**Extracted information**
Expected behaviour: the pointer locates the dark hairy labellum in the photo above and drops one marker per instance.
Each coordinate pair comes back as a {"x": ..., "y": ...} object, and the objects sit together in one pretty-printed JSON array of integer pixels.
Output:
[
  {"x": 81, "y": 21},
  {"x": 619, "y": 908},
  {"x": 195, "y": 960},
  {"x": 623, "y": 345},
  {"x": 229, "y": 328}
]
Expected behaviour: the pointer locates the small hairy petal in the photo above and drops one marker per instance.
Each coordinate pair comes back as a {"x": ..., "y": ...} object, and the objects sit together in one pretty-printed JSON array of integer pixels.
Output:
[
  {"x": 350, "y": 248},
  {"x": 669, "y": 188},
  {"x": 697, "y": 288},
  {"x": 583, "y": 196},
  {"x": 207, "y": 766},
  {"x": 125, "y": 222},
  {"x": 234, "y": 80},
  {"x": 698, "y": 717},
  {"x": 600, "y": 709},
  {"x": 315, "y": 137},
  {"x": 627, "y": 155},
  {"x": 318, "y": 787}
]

**Task requirements**
Rewrite every line of the data above as a numbered list, skipping any blank lines.

**Solution to this problem**
1. Expected behaviour: the pointer locates the dark hairy labellum in the photo above and drops one marker per instance.
2. Each coordinate pair comes back as a {"x": ..., "y": ...} object, and the objects sit together in one pretty-printed JSON array of integer pixels.
3. Output:
4. [
5.   {"x": 81, "y": 21},
6.   {"x": 619, "y": 908},
7.   {"x": 195, "y": 960},
8.   {"x": 623, "y": 345},
9.   {"x": 229, "y": 328}
10. ]
11. Expected behaviour: the pointer locates the small hairy petal in the photo above and drops one marker per instance.
12. Each coordinate pair comes back as a {"x": ..., "y": ...} object, and the objects sit together in one pretty-printed JSON array of integer pixels.
13. Output:
14. [
15.   {"x": 350, "y": 248},
16.   {"x": 669, "y": 188},
17.   {"x": 697, "y": 288},
18.   {"x": 583, "y": 196},
19.   {"x": 207, "y": 766},
20.   {"x": 125, "y": 222},
21.   {"x": 234, "y": 80},
22.   {"x": 698, "y": 717},
23.   {"x": 600, "y": 709},
24.   {"x": 315, "y": 137},
25.   {"x": 627, "y": 155},
26.   {"x": 318, "y": 787}
27. ]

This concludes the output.